● **Work to be completed**:
Check each line of the data for "JSON" and select those that have it.

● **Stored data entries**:
━━━━━━━━━━━━━━━━━━━━
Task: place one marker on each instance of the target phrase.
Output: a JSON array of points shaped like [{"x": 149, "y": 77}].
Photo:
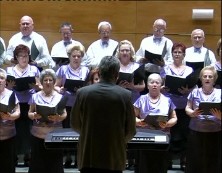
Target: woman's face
[
  {"x": 2, "y": 81},
  {"x": 178, "y": 55},
  {"x": 75, "y": 59},
  {"x": 48, "y": 83},
  {"x": 96, "y": 78},
  {"x": 207, "y": 78},
  {"x": 154, "y": 85},
  {"x": 23, "y": 59},
  {"x": 125, "y": 54}
]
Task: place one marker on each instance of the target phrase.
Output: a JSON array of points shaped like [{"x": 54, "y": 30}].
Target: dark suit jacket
[{"x": 104, "y": 116}]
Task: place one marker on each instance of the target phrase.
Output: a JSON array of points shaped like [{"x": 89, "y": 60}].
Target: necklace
[
  {"x": 47, "y": 94},
  {"x": 154, "y": 101},
  {"x": 207, "y": 92}
]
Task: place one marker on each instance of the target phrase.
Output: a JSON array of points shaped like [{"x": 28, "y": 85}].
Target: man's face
[
  {"x": 26, "y": 26},
  {"x": 197, "y": 39},
  {"x": 104, "y": 32}
]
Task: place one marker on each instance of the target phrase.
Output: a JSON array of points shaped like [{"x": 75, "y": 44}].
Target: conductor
[{"x": 103, "y": 115}]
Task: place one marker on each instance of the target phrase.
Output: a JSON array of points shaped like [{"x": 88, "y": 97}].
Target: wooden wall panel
[{"x": 131, "y": 20}]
━━━━━━━━━━━━━━━━━━━━
● **Solution below**:
Output: a JSON array of points shaped like [{"x": 149, "y": 77}].
Output: a JSON array of points shaped like [{"x": 54, "y": 30}].
Output: a JSON array of points shaped like [{"x": 89, "y": 60}].
Output: a JSON array of points shaped like [{"x": 28, "y": 85}].
Output: a JSON array of points shaped like [{"x": 75, "y": 44}].
Output: a JSON array of points shaped like [{"x": 88, "y": 97}].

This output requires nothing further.